● **Exercise description**
Your answer must be the listing repeated word for word, without its pictures.

● **Given entries**

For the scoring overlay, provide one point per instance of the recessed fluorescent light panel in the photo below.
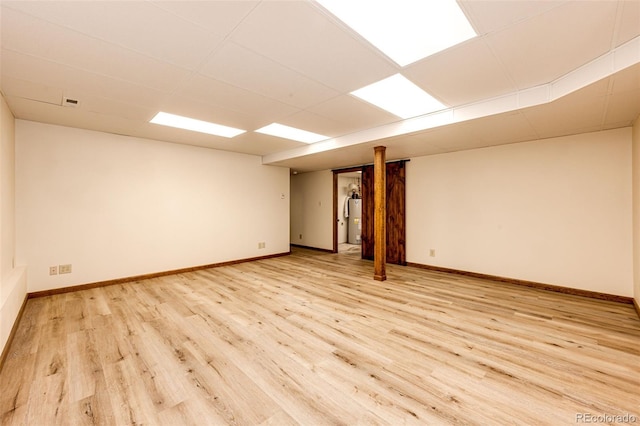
(400, 97)
(404, 30)
(187, 123)
(292, 133)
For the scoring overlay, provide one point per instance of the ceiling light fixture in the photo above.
(405, 30)
(186, 123)
(282, 131)
(400, 97)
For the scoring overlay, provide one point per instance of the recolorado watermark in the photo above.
(606, 418)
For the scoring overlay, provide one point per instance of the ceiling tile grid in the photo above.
(246, 64)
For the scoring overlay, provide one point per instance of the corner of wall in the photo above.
(13, 282)
(635, 138)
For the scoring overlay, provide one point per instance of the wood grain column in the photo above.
(380, 214)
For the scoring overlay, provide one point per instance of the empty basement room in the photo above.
(172, 207)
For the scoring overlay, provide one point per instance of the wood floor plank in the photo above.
(311, 339)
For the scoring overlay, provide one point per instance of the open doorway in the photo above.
(348, 211)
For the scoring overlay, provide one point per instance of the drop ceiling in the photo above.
(537, 69)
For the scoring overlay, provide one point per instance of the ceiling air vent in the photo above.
(70, 102)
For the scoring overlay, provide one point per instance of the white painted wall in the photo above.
(555, 211)
(13, 287)
(636, 209)
(116, 206)
(311, 209)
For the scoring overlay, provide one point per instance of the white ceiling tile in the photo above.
(629, 26)
(291, 62)
(623, 107)
(545, 47)
(71, 117)
(137, 25)
(66, 78)
(226, 96)
(556, 118)
(490, 16)
(301, 37)
(30, 90)
(110, 107)
(466, 73)
(30, 36)
(353, 113)
(311, 122)
(626, 80)
(219, 17)
(241, 67)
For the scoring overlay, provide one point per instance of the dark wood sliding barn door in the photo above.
(396, 226)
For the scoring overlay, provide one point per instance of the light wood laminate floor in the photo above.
(312, 339)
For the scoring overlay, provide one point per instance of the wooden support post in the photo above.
(380, 214)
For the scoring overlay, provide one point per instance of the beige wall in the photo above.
(116, 206)
(13, 288)
(554, 211)
(311, 209)
(636, 209)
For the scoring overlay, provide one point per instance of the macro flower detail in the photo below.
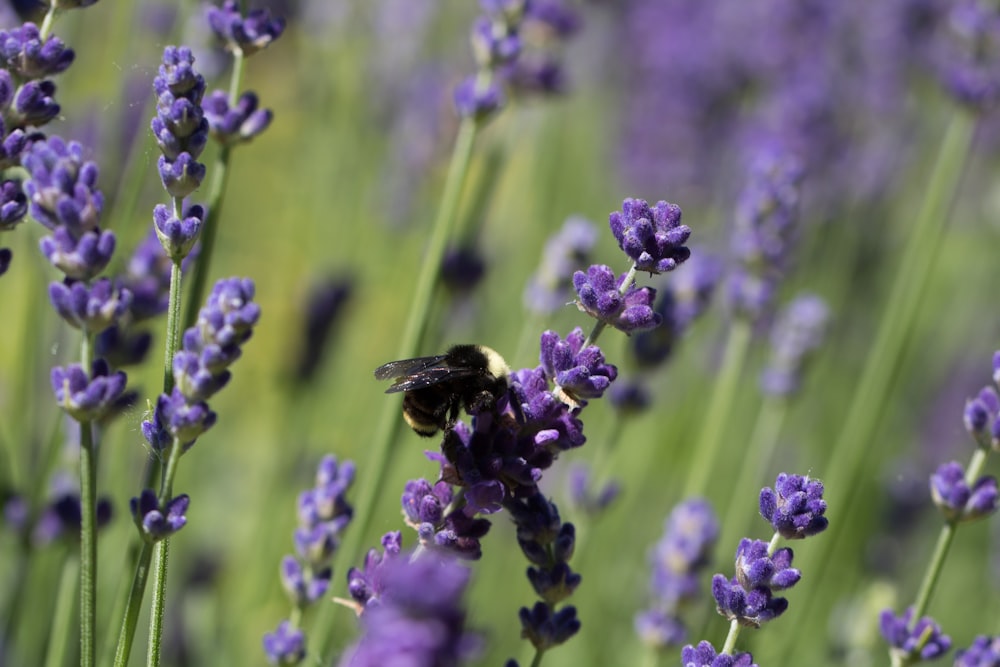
(87, 397)
(795, 507)
(704, 655)
(178, 236)
(92, 308)
(956, 499)
(579, 372)
(237, 124)
(244, 35)
(653, 237)
(601, 296)
(158, 522)
(924, 641)
(984, 652)
(419, 619)
(285, 646)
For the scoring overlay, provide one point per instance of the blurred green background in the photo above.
(318, 195)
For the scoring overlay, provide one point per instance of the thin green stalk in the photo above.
(706, 450)
(369, 484)
(62, 615)
(853, 448)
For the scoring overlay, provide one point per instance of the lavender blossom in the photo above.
(795, 507)
(957, 500)
(600, 296)
(83, 397)
(653, 237)
(798, 332)
(677, 559)
(548, 289)
(984, 652)
(156, 522)
(419, 619)
(244, 35)
(92, 308)
(923, 641)
(704, 655)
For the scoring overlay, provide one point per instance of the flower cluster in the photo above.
(795, 509)
(686, 547)
(324, 514)
(201, 368)
(419, 618)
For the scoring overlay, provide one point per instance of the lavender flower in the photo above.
(83, 397)
(704, 655)
(677, 559)
(923, 641)
(419, 619)
(957, 500)
(984, 652)
(798, 332)
(286, 645)
(244, 35)
(653, 237)
(795, 507)
(549, 288)
(92, 308)
(156, 522)
(600, 296)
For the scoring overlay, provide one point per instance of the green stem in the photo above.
(719, 407)
(372, 474)
(59, 631)
(852, 452)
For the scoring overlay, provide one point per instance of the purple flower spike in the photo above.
(580, 372)
(13, 201)
(178, 236)
(419, 619)
(756, 569)
(704, 655)
(601, 297)
(239, 124)
(795, 507)
(473, 102)
(984, 652)
(653, 237)
(87, 398)
(242, 35)
(285, 646)
(93, 308)
(751, 608)
(911, 645)
(25, 54)
(956, 500)
(155, 522)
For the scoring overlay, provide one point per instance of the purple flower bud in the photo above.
(956, 500)
(24, 53)
(472, 101)
(704, 655)
(239, 124)
(795, 507)
(285, 646)
(910, 644)
(653, 237)
(241, 35)
(92, 308)
(80, 258)
(87, 398)
(156, 522)
(984, 652)
(178, 236)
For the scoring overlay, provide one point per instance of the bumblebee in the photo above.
(473, 377)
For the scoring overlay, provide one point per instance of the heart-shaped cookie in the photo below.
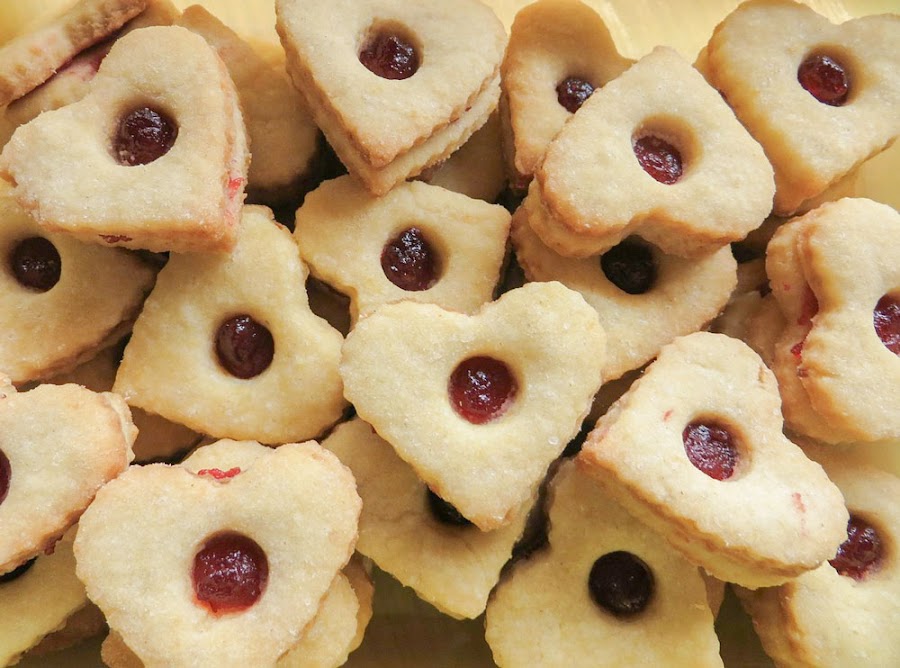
(478, 405)
(154, 550)
(154, 157)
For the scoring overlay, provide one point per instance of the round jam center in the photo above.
(658, 158)
(572, 93)
(244, 346)
(481, 389)
(630, 267)
(712, 448)
(230, 573)
(825, 79)
(36, 263)
(621, 583)
(390, 56)
(410, 262)
(143, 135)
(887, 322)
(861, 553)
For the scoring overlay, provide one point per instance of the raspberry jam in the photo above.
(886, 318)
(244, 346)
(36, 264)
(825, 79)
(230, 573)
(630, 266)
(712, 448)
(142, 136)
(571, 93)
(410, 262)
(390, 56)
(658, 158)
(861, 553)
(621, 583)
(481, 389)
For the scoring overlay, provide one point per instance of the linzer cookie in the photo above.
(479, 405)
(429, 78)
(158, 145)
(418, 242)
(697, 442)
(820, 98)
(655, 152)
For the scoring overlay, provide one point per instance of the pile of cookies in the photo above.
(548, 335)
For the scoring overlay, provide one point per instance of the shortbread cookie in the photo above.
(413, 534)
(606, 592)
(59, 444)
(155, 551)
(227, 345)
(559, 52)
(478, 405)
(60, 298)
(655, 152)
(159, 145)
(696, 443)
(418, 242)
(820, 98)
(645, 298)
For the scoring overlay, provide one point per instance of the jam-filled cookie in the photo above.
(697, 442)
(655, 152)
(606, 591)
(418, 242)
(154, 157)
(479, 405)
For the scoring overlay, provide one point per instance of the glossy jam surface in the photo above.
(410, 262)
(711, 447)
(36, 264)
(230, 573)
(862, 552)
(658, 158)
(630, 266)
(481, 389)
(621, 583)
(825, 79)
(390, 56)
(142, 136)
(244, 346)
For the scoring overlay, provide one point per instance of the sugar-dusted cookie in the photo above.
(416, 536)
(227, 345)
(559, 52)
(417, 242)
(696, 443)
(655, 152)
(154, 157)
(156, 551)
(645, 298)
(59, 444)
(479, 405)
(429, 78)
(60, 298)
(607, 591)
(820, 98)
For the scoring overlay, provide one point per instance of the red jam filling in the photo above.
(621, 583)
(244, 346)
(481, 389)
(410, 262)
(143, 135)
(230, 573)
(711, 447)
(886, 318)
(390, 56)
(862, 552)
(825, 79)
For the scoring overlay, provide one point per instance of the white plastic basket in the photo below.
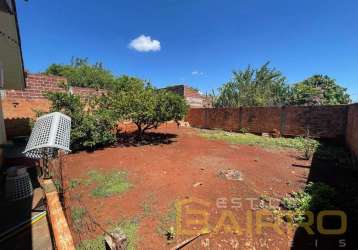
(50, 133)
(18, 187)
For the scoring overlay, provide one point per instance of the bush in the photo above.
(315, 197)
(91, 125)
(309, 147)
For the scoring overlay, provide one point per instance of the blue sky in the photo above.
(197, 42)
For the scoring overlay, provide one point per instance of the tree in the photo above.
(91, 124)
(146, 106)
(83, 74)
(253, 87)
(319, 90)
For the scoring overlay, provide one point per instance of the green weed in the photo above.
(108, 184)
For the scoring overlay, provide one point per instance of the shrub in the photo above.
(309, 147)
(315, 197)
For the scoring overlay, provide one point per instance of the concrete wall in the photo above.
(10, 52)
(320, 121)
(352, 131)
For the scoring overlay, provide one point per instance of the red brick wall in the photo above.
(352, 131)
(19, 105)
(321, 121)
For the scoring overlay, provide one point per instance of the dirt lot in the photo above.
(183, 167)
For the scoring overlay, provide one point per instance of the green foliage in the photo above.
(108, 184)
(73, 183)
(166, 226)
(254, 87)
(146, 106)
(244, 130)
(77, 215)
(319, 90)
(315, 197)
(251, 139)
(309, 147)
(91, 126)
(92, 244)
(130, 229)
(83, 74)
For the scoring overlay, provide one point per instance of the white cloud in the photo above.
(144, 44)
(197, 73)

● **Result of the task**
For the scoring overlay, provide one point per instance of the recessed fluorescent light panel in the photo below.
(400, 97)
(404, 30)
(187, 123)
(292, 133)
For the scoring overlay, provide one point per instance of the ceiling light fixture in the photo above.
(405, 30)
(186, 123)
(282, 131)
(400, 97)
For the scoring overlay, provide one point per instance of the recolorado watermark in the photo above.
(606, 418)
For the scoring overlay, provide one point per instance of the ceiling tile grid in the photo above.
(246, 64)
For the scoring overlay, provide one point per instance of the corner of wall in the photo above.
(13, 282)
(635, 138)
For the scoring overlay, provide one point per instance of the wood grain column in the photo above.
(380, 214)
For the scoring overlay, provide one point per instance of the empty basement room in the photo above.
(172, 207)
For the scoring overlay, provide one point per instance of the wood floor plank in the photo above.
(311, 339)
For the scoring overlay, provide one point per instance of the open doorway in the photo above.
(348, 211)
For the scoring overlay, provide one point per instance of the drop ceiling in the photo above.
(537, 69)
For the scoring overlay, provide one point per instance of the ceiling air vent in the photo above.
(70, 102)
For the scoring overlay, provide one point per instance of the white painted wall in the photo above.
(555, 211)
(13, 287)
(636, 209)
(116, 206)
(311, 209)
For the scoring overlay, provide one point per instance of the white ceiling tile in the photo above.
(629, 26)
(291, 62)
(623, 107)
(545, 47)
(71, 117)
(137, 25)
(66, 78)
(226, 96)
(556, 118)
(490, 16)
(301, 37)
(30, 90)
(110, 107)
(466, 73)
(30, 36)
(353, 113)
(311, 122)
(626, 80)
(219, 17)
(241, 67)
For the scoring overlay, provide one point per instance of the dark wood sliding barn door in the photo above.
(396, 226)
For the scoring overlay, provide one point per instance of the light wood laminate floor in the photo above.
(312, 339)
For the scoring overlay, provide one point per instance of the wooden support post in the photo above.
(380, 214)
For the scoring overlay, provide one point per instance of the beige wall in the photo above.
(116, 206)
(13, 288)
(554, 211)
(311, 209)
(636, 209)
For the scoring overlay, provide one point per instance of the macro flower detail in the photo below.
(87, 397)
(795, 507)
(704, 655)
(178, 236)
(92, 308)
(956, 499)
(579, 372)
(237, 124)
(244, 35)
(653, 237)
(601, 296)
(158, 522)
(924, 641)
(984, 652)
(419, 619)
(285, 646)
For the scoring overlay, provide one point per instance of the blurred green background in the photo above.
(318, 195)
For the scoring overlay, provide one point per instance of the thin green stalk in the photo above.
(706, 450)
(369, 484)
(62, 615)
(853, 448)
For the scoring overlay, provide one point per instance of the lavender blossom in the photo above.
(795, 507)
(957, 500)
(600, 296)
(83, 397)
(653, 237)
(798, 332)
(677, 559)
(548, 289)
(984, 652)
(156, 522)
(419, 619)
(244, 35)
(92, 308)
(923, 641)
(704, 655)
For the scoring overlay, provide one point per instance of the flower cluster in the photo above.
(795, 509)
(686, 547)
(324, 514)
(201, 368)
(419, 618)
For the scoring overlay, provide one point per instance of the lavender flower in the photo above.
(83, 397)
(704, 655)
(677, 559)
(923, 641)
(419, 619)
(957, 500)
(984, 652)
(798, 332)
(286, 645)
(244, 35)
(653, 237)
(795, 507)
(549, 288)
(92, 308)
(156, 522)
(600, 296)
For the scoring overlay, provide one point per instance of the green stem in the photo above.
(719, 407)
(372, 474)
(59, 631)
(852, 452)
For the scoring overlay, provide one point per instance of the purple flower spike in the photo above.
(580, 372)
(13, 201)
(178, 236)
(419, 619)
(756, 569)
(704, 655)
(601, 297)
(239, 124)
(795, 507)
(473, 102)
(984, 652)
(653, 237)
(87, 398)
(242, 35)
(285, 646)
(93, 308)
(751, 608)
(911, 645)
(25, 54)
(956, 500)
(155, 522)
For the scoring overlay, provide one point per instance of the purple flower bud in the photo above.
(956, 500)
(24, 53)
(472, 101)
(704, 655)
(239, 124)
(795, 507)
(285, 646)
(910, 644)
(653, 237)
(241, 35)
(92, 308)
(80, 258)
(87, 398)
(156, 522)
(984, 652)
(178, 236)
For the scoring overlay, provide one point per instance of the bumblebee in the photo above.
(473, 377)
For the scoring overlay, provide one point per instance of the heart-shaped cookie in the photo below.
(478, 405)
(154, 550)
(154, 157)
For the scoring overlay, provide one point per instance of the round jam center in the photo above.
(658, 158)
(572, 93)
(244, 346)
(481, 389)
(630, 267)
(712, 448)
(230, 573)
(825, 79)
(36, 263)
(621, 583)
(390, 56)
(410, 262)
(143, 135)
(887, 322)
(861, 553)
For the scoring overlay, provide one point per instance of the raspberry jam in the photo above.
(886, 318)
(244, 346)
(36, 264)
(825, 79)
(230, 573)
(630, 266)
(712, 448)
(142, 136)
(571, 93)
(410, 262)
(390, 56)
(658, 158)
(861, 553)
(621, 583)
(481, 389)
For the scoring overlay, provide one point per instance of the linzer cookie in the photo above.
(479, 405)
(429, 78)
(158, 145)
(418, 242)
(697, 442)
(820, 98)
(655, 152)
For the scoring overlay, provide one point per instance of the pile of cookies in the photo above.
(548, 335)
For the scoring overlay, provide one point per instance of the shortbread cookie in the photo above.
(413, 534)
(606, 592)
(59, 444)
(155, 551)
(227, 345)
(559, 52)
(478, 405)
(60, 298)
(655, 152)
(159, 145)
(696, 443)
(418, 242)
(820, 98)
(645, 298)
For the scoring overlay, provide one point per instance of the jam-filled cookie in the photo above.
(697, 442)
(655, 152)
(606, 591)
(418, 242)
(154, 157)
(479, 405)
For the scoring overlay, provide one point per instance of the glossy jam surface in the photo above.
(410, 262)
(711, 447)
(36, 264)
(230, 573)
(862, 552)
(658, 158)
(630, 266)
(481, 389)
(621, 583)
(825, 79)
(390, 56)
(142, 136)
(244, 346)
For the scoring overlay, provide one point per instance of the sugar-dusted cookie in the photo above.
(416, 536)
(227, 345)
(559, 52)
(417, 242)
(696, 443)
(655, 152)
(154, 157)
(156, 551)
(645, 298)
(59, 444)
(479, 405)
(429, 78)
(60, 298)
(607, 591)
(820, 98)
For the scoring overlay, provide one point per instance of the red jam filling in the photo above.
(621, 583)
(244, 346)
(481, 389)
(410, 262)
(143, 135)
(230, 573)
(711, 447)
(886, 318)
(390, 56)
(862, 552)
(825, 79)
For the scoring overlay, provide one point per instance of the white plastic basket in the photo below.
(50, 133)
(18, 187)
For the scoring overlay, provide one point per instance of the bush in the photo above.
(315, 197)
(91, 125)
(309, 147)
For the scoring overlay, provide one point per instance of the blue sky in the photo above.
(197, 42)
For the scoring overlay, provide one point per instance of the tree in the photo above.
(91, 124)
(146, 106)
(83, 74)
(253, 87)
(319, 90)
For the scoring overlay, provide one point per instance of the green weed in the photo above.
(108, 184)
For the scoring overlay, provide one point per instance of the shrub in the photo above.
(309, 147)
(315, 197)
For the scoring overlay, provide one point per instance of the concrete wall in the photo above.
(10, 52)
(320, 121)
(352, 131)
For the scoring overlay, provide one point per instance of the red brick wall in the photo above.
(352, 131)
(19, 105)
(321, 121)
For the scoring overlay, provide one point per instance of the dirt lot in the photo above.
(183, 167)
For the scoring overlay, provide one point per instance of the green foliage in the photo above.
(108, 184)
(73, 183)
(166, 226)
(254, 87)
(146, 106)
(244, 130)
(77, 215)
(319, 90)
(315, 197)
(251, 139)
(309, 147)
(91, 126)
(92, 244)
(130, 229)
(83, 74)
For the scoring overlay, provide one point per instance of the white cloud in the photo above.
(144, 44)
(197, 73)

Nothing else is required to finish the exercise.